■ Exercise instructions: Return each line of the entries below that contains the string "ledge". Case matters.

■ Records shown:
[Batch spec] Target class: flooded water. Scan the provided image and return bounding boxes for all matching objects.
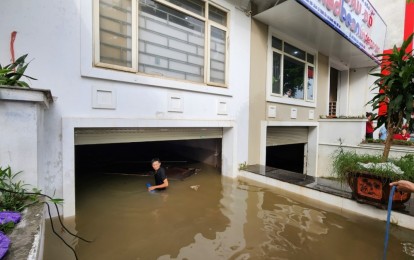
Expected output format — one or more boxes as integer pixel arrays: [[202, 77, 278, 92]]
[[44, 165, 414, 260]]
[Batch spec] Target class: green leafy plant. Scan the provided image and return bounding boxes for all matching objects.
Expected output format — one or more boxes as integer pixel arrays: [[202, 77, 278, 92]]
[[0, 166, 40, 211], [0, 54, 36, 88], [368, 34, 414, 162], [332, 149, 414, 184]]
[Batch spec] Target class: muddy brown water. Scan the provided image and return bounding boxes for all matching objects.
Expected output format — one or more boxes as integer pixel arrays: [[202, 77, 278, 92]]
[[44, 164, 414, 260]]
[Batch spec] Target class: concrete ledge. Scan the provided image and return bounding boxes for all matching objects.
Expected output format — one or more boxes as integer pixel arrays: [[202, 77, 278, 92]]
[[0, 86, 53, 108], [239, 171, 414, 230], [4, 203, 45, 260]]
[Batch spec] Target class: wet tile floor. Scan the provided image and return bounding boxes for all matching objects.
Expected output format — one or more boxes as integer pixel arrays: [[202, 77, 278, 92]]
[[245, 164, 414, 217]]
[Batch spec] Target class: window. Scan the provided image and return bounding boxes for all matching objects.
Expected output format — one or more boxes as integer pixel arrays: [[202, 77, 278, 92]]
[[272, 36, 315, 101], [95, 0, 228, 86]]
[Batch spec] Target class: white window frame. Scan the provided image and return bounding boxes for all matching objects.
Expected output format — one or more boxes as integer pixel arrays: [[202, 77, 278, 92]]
[[266, 28, 318, 107], [93, 0, 230, 88]]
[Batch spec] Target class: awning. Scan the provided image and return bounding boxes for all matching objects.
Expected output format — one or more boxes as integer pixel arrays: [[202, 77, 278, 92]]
[[254, 0, 386, 68]]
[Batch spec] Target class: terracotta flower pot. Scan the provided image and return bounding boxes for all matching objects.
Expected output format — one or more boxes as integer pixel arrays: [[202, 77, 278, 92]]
[[347, 172, 411, 209]]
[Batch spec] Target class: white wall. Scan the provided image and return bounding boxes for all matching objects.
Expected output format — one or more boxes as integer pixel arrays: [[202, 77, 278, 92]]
[[370, 0, 406, 50], [0, 0, 250, 216]]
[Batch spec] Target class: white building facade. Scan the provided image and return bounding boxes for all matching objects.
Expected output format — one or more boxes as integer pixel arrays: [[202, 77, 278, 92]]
[[0, 0, 251, 217]]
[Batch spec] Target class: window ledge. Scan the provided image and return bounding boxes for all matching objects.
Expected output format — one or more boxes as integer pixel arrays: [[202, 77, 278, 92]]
[[81, 67, 233, 97], [267, 96, 316, 108]]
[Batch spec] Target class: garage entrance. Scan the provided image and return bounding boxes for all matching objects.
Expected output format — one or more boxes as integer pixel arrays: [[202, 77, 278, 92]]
[[75, 128, 223, 175], [266, 126, 308, 173]]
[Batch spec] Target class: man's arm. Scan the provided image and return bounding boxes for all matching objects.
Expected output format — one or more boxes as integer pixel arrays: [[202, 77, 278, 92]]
[[148, 178, 168, 191]]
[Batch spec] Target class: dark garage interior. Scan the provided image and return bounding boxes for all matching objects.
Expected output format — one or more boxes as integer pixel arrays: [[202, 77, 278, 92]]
[[266, 144, 305, 173], [75, 138, 222, 174]]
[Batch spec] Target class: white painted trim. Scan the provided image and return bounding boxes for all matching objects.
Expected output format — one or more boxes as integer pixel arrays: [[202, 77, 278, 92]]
[[260, 121, 268, 165], [264, 121, 319, 126], [239, 171, 414, 230]]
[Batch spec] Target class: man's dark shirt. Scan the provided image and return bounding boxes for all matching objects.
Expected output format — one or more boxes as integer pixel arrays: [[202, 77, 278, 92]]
[[154, 167, 167, 185]]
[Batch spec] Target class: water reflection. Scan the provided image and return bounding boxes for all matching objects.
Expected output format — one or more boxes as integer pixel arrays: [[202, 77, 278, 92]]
[[44, 165, 414, 260]]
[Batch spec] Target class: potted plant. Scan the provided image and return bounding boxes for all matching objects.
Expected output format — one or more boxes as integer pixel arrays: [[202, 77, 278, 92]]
[[333, 34, 414, 208], [0, 54, 36, 88]]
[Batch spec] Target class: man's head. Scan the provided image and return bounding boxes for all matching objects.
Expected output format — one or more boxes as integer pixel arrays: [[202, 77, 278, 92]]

■ Worked solution:
[Batch spec] Target class: concrete ledge. Scan the provided image and return bounding boxes for all matching objects.
[Batch spec] Target class: window ledge. Scan the provided image and return bounding boxes for all matching objects.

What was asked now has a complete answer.